» **TEXT SEGMENT**:
========================================

Early in his career Plummer was not an especially good actor, rather a stage presence. Off stage he was a character, a hard-drinking, obnoxious hedonist. Although Plummer lives in Connecticut, Montreal remains his spiritual home, in his mind’s eye, “Cosmopolitan, stylish, sophisticated and fast!” He describes it as “my welcoming city of sin - where it was always cocktail hour, where I could find at least some madness and laughter, the serum I craved.” Montreal could not contain his ambition, however. He made his New York stage in The Star Cross Story, a show that opened and closed the same night, but went on a successful stage career in England and Stratford, Ont. Plummer made his screen debut in Stage Struck, and went on to do hundreds of “money pics. ” He hated making movies, and his chapters on shooting The Sound of Music, (which he calls the Sound of Mucus and shot under duress, and the “Battle of Batty Poo” (Waterloo) which he shot in Uzhgorod, Ukraine - “snake city” he calls it, are alone worth the $37 price of the book.

========================================

» **EXCERPTED RECORDS**:
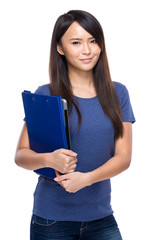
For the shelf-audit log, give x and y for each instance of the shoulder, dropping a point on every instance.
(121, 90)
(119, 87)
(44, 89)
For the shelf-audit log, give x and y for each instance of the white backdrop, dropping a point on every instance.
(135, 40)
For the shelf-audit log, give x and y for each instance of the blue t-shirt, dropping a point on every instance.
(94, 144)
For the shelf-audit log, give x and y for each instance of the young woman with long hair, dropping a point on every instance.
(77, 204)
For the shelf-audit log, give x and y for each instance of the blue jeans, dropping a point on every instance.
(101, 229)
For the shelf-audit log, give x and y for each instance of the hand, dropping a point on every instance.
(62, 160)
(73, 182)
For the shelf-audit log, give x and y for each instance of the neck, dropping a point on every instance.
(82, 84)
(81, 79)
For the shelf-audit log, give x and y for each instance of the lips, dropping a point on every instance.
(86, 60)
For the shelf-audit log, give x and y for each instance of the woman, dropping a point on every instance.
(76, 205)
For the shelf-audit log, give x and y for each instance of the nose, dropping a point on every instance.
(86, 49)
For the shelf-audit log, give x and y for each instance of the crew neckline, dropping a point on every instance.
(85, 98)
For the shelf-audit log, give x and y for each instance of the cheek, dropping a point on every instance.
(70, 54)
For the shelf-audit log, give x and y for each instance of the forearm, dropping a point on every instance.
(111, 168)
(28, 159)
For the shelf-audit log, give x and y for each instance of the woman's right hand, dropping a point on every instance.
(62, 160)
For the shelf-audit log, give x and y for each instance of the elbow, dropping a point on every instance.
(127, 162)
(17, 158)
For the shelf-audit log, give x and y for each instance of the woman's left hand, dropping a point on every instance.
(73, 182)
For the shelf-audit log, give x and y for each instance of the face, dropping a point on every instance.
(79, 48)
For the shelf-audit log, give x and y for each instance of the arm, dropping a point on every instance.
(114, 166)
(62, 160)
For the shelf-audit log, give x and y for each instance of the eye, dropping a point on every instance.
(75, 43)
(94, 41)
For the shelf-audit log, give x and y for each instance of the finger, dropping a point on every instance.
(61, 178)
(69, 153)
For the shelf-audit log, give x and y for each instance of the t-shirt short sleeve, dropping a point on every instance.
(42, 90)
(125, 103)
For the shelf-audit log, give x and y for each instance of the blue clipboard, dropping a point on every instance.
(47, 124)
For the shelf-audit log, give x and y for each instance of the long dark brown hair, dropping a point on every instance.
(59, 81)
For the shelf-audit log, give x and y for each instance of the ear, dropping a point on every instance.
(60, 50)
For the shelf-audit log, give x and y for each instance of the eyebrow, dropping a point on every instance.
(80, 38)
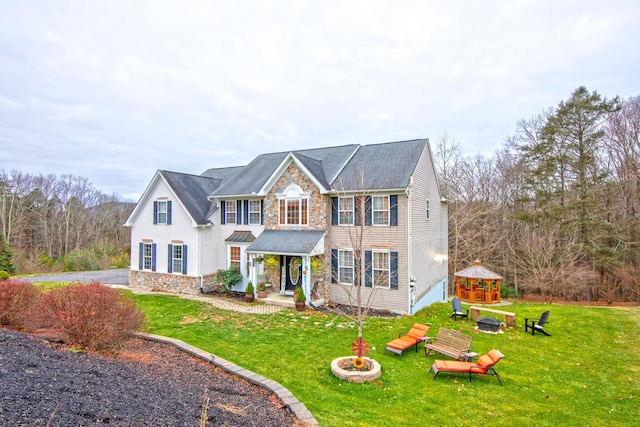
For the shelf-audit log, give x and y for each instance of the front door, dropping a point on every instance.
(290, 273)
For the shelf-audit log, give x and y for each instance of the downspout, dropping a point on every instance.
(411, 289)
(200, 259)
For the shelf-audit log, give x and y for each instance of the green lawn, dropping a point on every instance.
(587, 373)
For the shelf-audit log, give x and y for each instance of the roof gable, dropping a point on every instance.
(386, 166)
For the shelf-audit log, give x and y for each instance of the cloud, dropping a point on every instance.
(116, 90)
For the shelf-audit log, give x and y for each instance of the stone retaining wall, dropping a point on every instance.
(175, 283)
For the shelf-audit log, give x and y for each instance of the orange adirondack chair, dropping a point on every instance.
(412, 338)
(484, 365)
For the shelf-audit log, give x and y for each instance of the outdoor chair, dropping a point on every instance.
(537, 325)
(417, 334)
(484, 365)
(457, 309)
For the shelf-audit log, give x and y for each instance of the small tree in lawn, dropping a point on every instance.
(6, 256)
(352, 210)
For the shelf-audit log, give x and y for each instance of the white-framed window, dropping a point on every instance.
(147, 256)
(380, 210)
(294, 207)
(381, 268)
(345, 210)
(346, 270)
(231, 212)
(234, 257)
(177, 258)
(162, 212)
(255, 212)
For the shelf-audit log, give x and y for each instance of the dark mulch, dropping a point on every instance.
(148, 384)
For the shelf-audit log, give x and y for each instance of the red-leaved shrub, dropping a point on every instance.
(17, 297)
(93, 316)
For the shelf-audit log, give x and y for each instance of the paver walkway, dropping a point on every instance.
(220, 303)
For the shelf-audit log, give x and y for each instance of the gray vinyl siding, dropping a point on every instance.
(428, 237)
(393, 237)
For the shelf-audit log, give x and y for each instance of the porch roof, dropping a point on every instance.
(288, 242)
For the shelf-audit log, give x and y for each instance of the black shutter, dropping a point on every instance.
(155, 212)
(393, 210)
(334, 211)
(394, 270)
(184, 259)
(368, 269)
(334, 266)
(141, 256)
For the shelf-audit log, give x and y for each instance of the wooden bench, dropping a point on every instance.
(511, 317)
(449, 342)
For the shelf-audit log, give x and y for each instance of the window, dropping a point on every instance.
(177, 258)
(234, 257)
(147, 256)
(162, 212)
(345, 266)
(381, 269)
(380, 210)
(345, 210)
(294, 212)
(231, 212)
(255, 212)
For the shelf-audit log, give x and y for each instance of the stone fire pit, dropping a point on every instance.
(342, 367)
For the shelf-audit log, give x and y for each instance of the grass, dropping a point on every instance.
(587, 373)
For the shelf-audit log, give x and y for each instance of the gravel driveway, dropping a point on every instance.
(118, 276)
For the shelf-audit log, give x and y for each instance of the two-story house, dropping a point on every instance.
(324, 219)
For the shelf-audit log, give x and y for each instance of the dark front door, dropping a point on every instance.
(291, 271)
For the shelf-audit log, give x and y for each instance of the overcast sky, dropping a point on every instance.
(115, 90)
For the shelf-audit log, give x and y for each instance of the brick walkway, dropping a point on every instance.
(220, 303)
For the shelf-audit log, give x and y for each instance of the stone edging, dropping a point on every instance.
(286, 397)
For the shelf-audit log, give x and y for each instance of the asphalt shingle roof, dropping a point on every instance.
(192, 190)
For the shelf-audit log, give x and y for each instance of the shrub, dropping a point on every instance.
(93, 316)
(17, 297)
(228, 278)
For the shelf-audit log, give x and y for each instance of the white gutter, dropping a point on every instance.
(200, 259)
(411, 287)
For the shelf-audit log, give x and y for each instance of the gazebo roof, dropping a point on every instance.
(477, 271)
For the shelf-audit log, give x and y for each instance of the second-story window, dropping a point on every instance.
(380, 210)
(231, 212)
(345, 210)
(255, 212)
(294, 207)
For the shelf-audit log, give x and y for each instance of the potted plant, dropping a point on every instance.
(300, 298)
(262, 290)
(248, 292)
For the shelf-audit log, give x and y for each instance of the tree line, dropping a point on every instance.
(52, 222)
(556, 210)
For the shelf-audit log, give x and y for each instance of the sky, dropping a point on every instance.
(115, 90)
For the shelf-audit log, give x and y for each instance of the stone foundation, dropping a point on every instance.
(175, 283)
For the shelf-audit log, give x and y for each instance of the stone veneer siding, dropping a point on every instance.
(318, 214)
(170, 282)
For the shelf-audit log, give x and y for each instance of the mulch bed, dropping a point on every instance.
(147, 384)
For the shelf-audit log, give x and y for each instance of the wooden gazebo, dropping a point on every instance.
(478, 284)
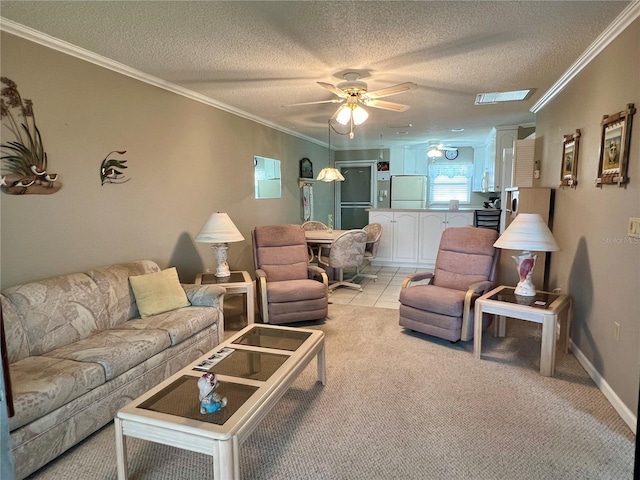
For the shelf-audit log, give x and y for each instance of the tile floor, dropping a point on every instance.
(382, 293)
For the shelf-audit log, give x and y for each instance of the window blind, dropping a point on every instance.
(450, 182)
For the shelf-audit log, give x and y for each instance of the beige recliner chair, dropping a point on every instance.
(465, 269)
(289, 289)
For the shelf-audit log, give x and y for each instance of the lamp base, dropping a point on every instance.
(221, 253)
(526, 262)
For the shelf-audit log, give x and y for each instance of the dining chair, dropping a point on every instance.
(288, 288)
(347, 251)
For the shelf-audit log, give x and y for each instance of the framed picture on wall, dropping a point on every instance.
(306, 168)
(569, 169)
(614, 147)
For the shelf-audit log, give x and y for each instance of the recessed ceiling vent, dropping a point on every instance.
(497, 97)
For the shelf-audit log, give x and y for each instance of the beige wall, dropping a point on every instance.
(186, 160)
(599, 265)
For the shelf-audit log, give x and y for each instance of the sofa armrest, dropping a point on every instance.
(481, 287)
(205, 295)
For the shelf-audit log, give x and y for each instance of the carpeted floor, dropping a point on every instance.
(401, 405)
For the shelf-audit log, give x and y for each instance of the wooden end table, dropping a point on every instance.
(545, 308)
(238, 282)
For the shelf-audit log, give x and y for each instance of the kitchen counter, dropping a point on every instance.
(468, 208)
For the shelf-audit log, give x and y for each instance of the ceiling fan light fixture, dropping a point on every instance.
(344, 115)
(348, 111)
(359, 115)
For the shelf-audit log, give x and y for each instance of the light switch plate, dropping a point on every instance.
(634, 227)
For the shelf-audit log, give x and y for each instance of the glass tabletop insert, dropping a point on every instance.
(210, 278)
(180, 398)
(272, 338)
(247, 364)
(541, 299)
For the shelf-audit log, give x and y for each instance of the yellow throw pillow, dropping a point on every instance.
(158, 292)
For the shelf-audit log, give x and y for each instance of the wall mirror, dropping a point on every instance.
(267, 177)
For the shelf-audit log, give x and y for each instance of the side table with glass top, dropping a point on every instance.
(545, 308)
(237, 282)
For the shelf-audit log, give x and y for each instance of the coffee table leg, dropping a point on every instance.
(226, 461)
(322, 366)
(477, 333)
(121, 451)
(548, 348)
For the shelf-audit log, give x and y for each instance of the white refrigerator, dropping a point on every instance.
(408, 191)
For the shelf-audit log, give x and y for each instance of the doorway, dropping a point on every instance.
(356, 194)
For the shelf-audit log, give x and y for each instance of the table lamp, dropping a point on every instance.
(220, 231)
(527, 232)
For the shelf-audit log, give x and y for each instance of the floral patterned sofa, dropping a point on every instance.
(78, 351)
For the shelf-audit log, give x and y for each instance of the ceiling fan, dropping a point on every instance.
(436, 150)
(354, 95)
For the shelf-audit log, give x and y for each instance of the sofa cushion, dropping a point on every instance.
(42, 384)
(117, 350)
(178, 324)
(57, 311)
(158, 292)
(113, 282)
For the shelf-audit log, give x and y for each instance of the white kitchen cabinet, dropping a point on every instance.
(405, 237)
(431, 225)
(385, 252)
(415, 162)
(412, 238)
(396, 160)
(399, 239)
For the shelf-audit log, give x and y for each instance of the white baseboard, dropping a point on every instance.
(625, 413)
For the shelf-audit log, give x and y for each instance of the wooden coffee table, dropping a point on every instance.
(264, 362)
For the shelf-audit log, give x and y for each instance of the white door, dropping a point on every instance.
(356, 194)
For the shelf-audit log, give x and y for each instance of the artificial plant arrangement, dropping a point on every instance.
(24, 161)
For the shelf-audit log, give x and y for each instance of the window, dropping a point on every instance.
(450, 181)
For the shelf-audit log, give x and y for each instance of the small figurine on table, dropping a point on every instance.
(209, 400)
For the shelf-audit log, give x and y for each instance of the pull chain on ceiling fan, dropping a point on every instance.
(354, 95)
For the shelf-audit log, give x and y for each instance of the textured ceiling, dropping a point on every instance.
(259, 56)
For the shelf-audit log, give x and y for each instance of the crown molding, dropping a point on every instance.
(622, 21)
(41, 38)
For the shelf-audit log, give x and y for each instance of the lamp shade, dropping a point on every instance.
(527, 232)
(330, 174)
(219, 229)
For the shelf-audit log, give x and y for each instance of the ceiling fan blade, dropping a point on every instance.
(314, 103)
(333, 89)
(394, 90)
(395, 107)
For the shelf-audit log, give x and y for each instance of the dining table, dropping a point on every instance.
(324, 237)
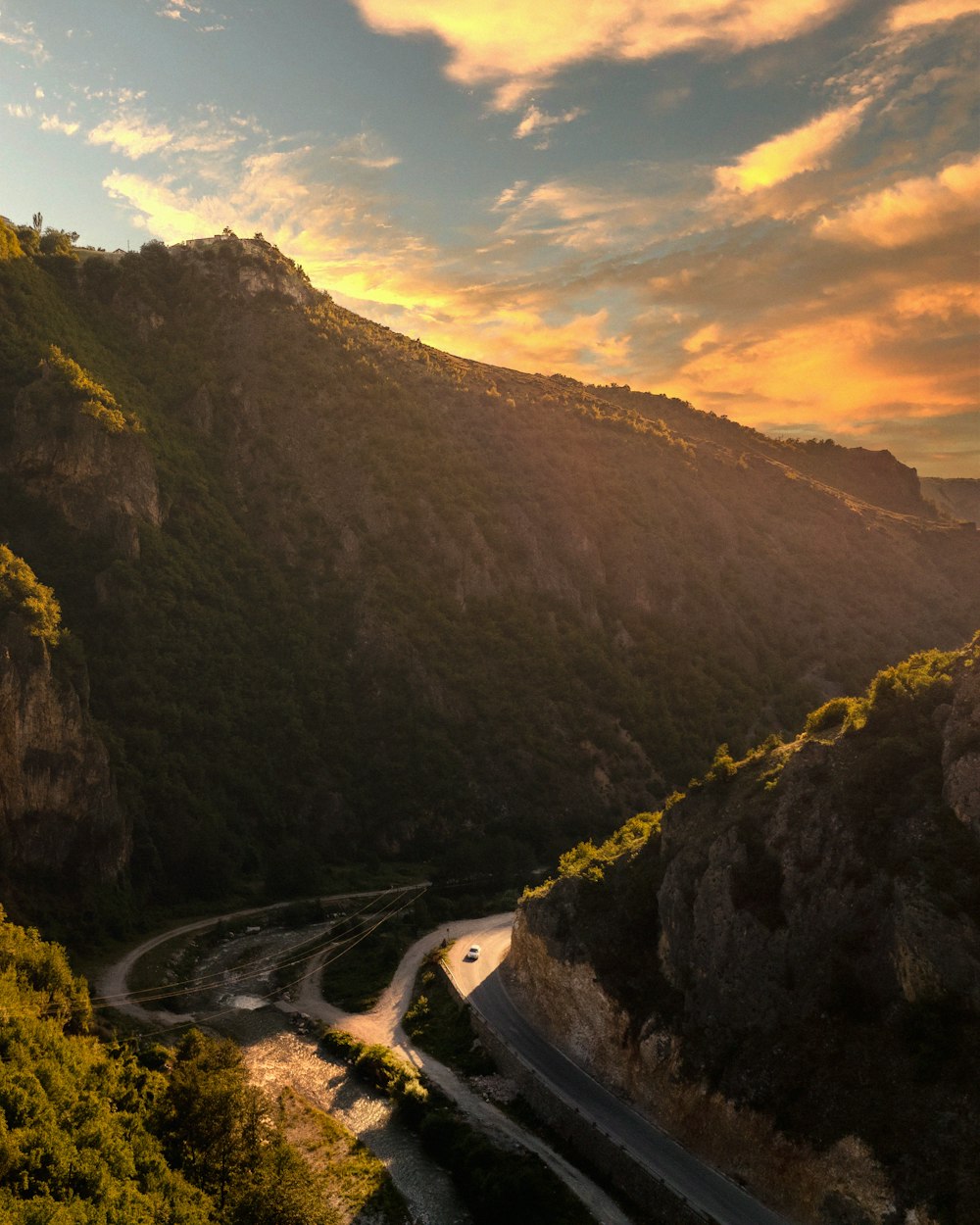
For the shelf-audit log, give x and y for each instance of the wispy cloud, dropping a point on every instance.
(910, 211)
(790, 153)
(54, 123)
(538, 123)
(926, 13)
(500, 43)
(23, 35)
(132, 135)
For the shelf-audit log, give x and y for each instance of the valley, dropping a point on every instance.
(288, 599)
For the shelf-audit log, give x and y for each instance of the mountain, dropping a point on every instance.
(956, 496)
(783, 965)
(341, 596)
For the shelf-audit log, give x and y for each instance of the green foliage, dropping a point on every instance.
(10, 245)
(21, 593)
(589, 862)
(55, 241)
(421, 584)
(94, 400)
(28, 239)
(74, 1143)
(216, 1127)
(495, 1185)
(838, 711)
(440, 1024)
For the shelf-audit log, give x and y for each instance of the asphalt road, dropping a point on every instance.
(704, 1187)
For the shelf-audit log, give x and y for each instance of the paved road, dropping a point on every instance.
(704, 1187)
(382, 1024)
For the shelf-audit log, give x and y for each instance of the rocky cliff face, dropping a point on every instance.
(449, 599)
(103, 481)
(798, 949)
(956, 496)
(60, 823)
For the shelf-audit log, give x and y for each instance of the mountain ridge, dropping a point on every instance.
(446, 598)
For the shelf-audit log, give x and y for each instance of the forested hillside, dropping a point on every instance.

========================================

» **WHAT TO WORK ON**:
1. For each statement, say yes or no for whether it agrees with the passage about Plummer, and quote the deciding words. (a) Plummer lives in Montreal. (b) The Star Cross Story opened and closed on the same night. (c) Plummer enjoyed making movies.
2. Please carry on the passage about Plummer's career, picking up after its last sentence.
The lines have no connection to the passage about Plummer.

» **ANSWER LIST**:
1.
(a) No: "Although Plummer lives in Connecticut"
(b) Yes: "a show that opened and closed the same night"
(c) No: "He hated making movies"

2.
He writes about the women in his life, Tammy Grimes, who at 30 he moved to London, where he met Trish Lewis, an entertainment writer that he married only after a car accident in front of Buckingham Palace left her badly injured an unconscious for three days. His first two marriages were careless affairs; he neglected both wives, and his daughter, Amanda. It was his third wife, Elaine, who tamed him and cured the ham in Plummer.
Plummer is clearly passionate about the theatre: “When all the effects and robots and holograms have been exhausted and we poor thespians have been
replaced by clones and digitalized out of existence, there will still be an empty stage somewhere waiting for some one to make an entrance.”
Although he plays fast and loose with the facts, the story he tells is so engaging, it somehow doesn’t matter. For example, he claims to have snuck into Chez Paree to hear Sinatra sing. Perhaps. But Sinatra played there only once, in 1953, when Plummer tells us he was in Bermuda. At any rate, by then he was certainly no underage drinker. He was 23, and didn’t have to sneak into a nightclub. Eddie Asselin was never Montreal’s police commissioner, but Chairman of the Executive Council, Pierre Trudeau did not defeat John Diefenbaker in any election. The book could have also used an eagle-eyed editor - a lesbian, for instance, is a dyke, not a dike. Given the incredible cast of characters and supporting players that appear in the book, - Franchot Tone, Tyrone Power, Peter O’Toole, Nathalie Wood, Jason Robards, Zoe Caldwell, Jean Gascon, etc. the absence of an index is inexcusable.
It’s like attending a play without a program.